═══ RECORDS FOR THIS TASK

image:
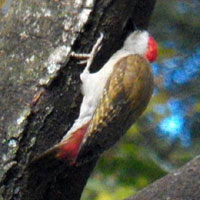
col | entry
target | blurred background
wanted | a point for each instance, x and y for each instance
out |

══════

AIM OF THE EXERCISE
Copy the text of each item above word for word, leaving out the pictures.

TASK SOLUTION
image:
col | entry
target | blurred background
wanted | a point for each instance, x and y for each instance
out |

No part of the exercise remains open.